• [What needs to be done] Copy out the listing below verbatim, starting at the line that contains "Args: query, the phrase to segment: blue" and continuing through the end of the listing.
────────────────
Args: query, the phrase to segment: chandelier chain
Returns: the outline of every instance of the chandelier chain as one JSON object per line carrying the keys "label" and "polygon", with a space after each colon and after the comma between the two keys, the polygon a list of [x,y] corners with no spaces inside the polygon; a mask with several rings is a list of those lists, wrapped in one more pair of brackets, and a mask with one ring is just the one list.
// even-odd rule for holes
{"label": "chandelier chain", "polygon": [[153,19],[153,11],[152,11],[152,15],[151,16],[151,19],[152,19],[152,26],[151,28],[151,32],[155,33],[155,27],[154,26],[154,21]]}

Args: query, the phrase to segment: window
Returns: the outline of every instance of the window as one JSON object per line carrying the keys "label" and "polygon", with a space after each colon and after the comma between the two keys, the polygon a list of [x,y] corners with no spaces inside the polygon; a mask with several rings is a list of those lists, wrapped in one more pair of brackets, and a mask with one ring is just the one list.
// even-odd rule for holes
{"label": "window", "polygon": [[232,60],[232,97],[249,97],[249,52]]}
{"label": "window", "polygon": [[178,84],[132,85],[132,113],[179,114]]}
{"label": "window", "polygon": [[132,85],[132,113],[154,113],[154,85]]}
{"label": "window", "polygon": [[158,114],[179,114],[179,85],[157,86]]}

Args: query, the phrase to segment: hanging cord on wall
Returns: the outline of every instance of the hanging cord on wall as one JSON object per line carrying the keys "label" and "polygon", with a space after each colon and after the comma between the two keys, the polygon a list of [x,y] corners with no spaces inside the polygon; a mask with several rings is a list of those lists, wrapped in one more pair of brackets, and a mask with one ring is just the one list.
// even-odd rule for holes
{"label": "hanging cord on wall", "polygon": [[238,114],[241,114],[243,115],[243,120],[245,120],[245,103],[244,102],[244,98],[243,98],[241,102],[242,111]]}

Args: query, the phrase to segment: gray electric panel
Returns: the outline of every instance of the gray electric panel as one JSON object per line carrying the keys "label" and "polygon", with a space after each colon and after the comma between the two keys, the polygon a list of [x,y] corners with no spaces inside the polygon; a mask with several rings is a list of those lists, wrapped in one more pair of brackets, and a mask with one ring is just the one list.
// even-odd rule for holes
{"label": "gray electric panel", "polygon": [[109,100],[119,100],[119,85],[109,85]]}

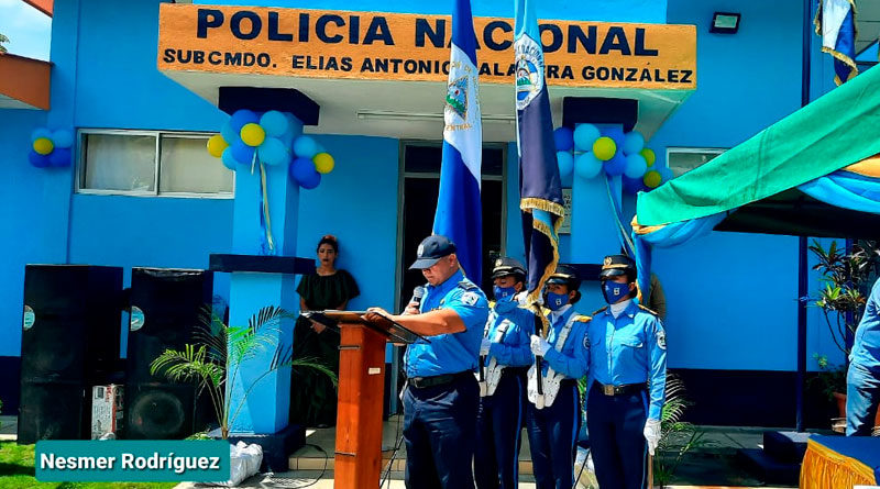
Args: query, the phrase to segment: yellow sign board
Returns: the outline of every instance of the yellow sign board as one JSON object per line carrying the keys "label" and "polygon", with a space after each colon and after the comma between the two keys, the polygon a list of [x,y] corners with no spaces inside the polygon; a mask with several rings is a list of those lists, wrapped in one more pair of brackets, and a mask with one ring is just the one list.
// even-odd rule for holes
{"label": "yellow sign board", "polygon": [[[513,84],[514,23],[474,18],[482,82]],[[696,88],[693,25],[542,21],[551,86]],[[446,81],[449,16],[162,3],[158,69]]]}

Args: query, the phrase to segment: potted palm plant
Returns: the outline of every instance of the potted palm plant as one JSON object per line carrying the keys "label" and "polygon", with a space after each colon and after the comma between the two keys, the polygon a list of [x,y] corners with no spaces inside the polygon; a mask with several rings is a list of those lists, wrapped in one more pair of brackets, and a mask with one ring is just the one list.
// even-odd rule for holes
{"label": "potted palm plant", "polygon": [[[164,374],[175,382],[197,382],[199,394],[207,392],[210,396],[220,436],[227,440],[229,427],[241,413],[248,396],[267,375],[282,368],[315,369],[330,377],[333,384],[337,381],[336,374],[317,358],[295,358],[292,346],[278,344],[278,324],[285,319],[295,319],[295,314],[270,305],[251,316],[246,326],[230,326],[206,311],[202,324],[194,335],[196,342],[185,345],[180,351],[166,349],[153,360],[150,371],[153,375]],[[232,410],[227,386],[243,381],[240,373],[244,363],[265,357],[270,352],[270,367],[243,386],[244,393]]]}
{"label": "potted palm plant", "polygon": [[[849,353],[856,327],[865,313],[872,279],[880,270],[880,243],[861,240],[842,248],[833,241],[826,249],[814,240],[810,251],[818,260],[813,269],[822,274],[822,287],[815,305],[822,310],[832,340],[845,358],[844,364],[834,365],[826,356],[814,355],[820,367],[815,380],[836,402],[839,418],[845,419]],[[875,424],[880,425],[880,410],[876,420]]]}

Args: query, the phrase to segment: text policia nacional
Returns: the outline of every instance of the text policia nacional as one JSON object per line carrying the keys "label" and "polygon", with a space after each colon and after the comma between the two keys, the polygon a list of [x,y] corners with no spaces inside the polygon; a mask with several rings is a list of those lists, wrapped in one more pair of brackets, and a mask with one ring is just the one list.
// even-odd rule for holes
{"label": "text policia nacional", "polygon": [[40,454],[40,468],[43,470],[167,470],[185,474],[187,470],[220,470],[220,457],[175,456],[174,453],[150,456],[122,453],[116,456],[73,456],[59,457],[54,454]]}
{"label": "text policia nacional", "polygon": [[[266,48],[284,48],[293,70],[317,70],[328,76],[360,74],[448,75],[449,60],[424,59],[419,49],[446,48],[449,45],[451,25],[448,19],[410,15],[413,24],[406,30],[394,30],[394,23],[381,14],[346,12],[322,13],[320,11],[251,11],[224,12],[218,9],[198,9],[196,38],[212,35],[230,35],[241,51],[210,51],[198,48],[165,47],[161,60],[169,65],[228,66],[278,68],[277,52]],[[624,25],[597,25],[584,23],[544,23],[539,26],[546,54],[583,56],[587,64],[578,66],[552,64],[548,59],[546,76],[560,80],[612,80],[620,82],[693,84],[692,69],[657,68],[645,63],[659,55],[646,35],[646,29],[625,29]],[[482,31],[482,32],[481,32]],[[513,45],[513,26],[508,20],[491,20],[480,29],[477,25],[477,59],[481,49],[505,52]],[[248,48],[253,45],[264,49]],[[382,46],[402,47],[400,57],[346,56],[326,54],[330,46]],[[301,49],[301,52],[297,52]],[[638,59],[630,66],[590,64],[592,57],[616,56],[617,59]],[[647,58],[647,59],[646,59]],[[648,65],[648,66],[646,66]],[[514,64],[482,62],[480,75],[513,77]]]}

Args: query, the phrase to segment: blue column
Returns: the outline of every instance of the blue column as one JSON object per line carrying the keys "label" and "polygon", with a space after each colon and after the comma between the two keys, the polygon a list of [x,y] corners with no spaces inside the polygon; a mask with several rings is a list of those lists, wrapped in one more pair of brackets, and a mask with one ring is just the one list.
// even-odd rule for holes
{"label": "blue column", "polygon": [[[302,133],[302,123],[289,116],[293,135],[285,143],[290,147],[293,138]],[[275,244],[275,255],[296,256],[296,230],[299,208],[299,186],[287,175],[287,165],[264,165],[266,193],[270,208],[271,231]],[[233,204],[232,248],[242,255],[260,255],[264,252],[264,232],[261,226],[261,174],[255,165],[250,168],[239,166],[235,171],[235,202]],[[268,225],[268,223],[267,223]],[[230,282],[229,323],[243,326],[261,308],[278,305],[288,312],[299,308],[296,294],[295,276],[289,274],[233,273]],[[288,346],[293,338],[293,321],[279,324],[273,332],[274,340]],[[227,388],[230,393],[230,431],[232,433],[277,433],[287,426],[290,402],[290,370],[288,368],[272,373],[257,384],[272,363],[273,348],[265,355],[242,366],[239,378]],[[251,386],[253,389],[246,394]],[[238,416],[232,416],[239,411]]]}
{"label": "blue column", "polygon": [[[622,124],[595,124],[600,130]],[[620,177],[614,177],[612,192],[620,198]],[[597,264],[620,252],[617,223],[608,198],[604,173],[584,180],[574,177],[571,209],[571,263]]]}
────────────────
• [Result of the task]
Args: query, the phrase to segment: blue column
Returns: the outline of every instance of the blue column as one JSON object per line carrying the keys "label" and "polygon", with a space after each colon and after the comma between the two keys, the polygon a list of [x,y] corners with no spaces inside the polygon; a mask with several rings is a list of those lists, wrapped in one more pair of brackets, and a mask with one ring is just the one list.
// even-odd rule for holes
{"label": "blue column", "polygon": [[[302,133],[302,123],[289,116],[293,135],[285,143],[290,147],[293,138]],[[275,244],[275,255],[296,256],[296,230],[299,208],[299,186],[287,175],[287,165],[264,165],[266,193],[270,208],[271,231]],[[233,204],[232,248],[242,255],[260,255],[264,252],[264,232],[261,226],[261,174],[255,165],[250,168],[239,166],[235,171],[235,202]],[[268,225],[268,223],[267,223]],[[230,282],[229,323],[243,326],[261,308],[278,305],[288,312],[299,308],[296,294],[295,276],[289,274],[233,273]],[[288,346],[293,338],[293,321],[279,324],[273,332],[274,340]],[[227,388],[230,393],[230,431],[232,433],[277,433],[287,426],[290,402],[290,370],[288,368],[272,373],[257,384],[272,363],[273,348],[265,355],[242,366],[239,378]],[[251,386],[253,389],[246,394]],[[238,416],[232,416],[239,411]]]}
{"label": "blue column", "polygon": [[[622,124],[595,124],[600,130]],[[620,177],[614,177],[612,192],[620,198]],[[597,264],[620,252],[617,223],[608,198],[604,173],[584,180],[574,177],[571,209],[571,263]]]}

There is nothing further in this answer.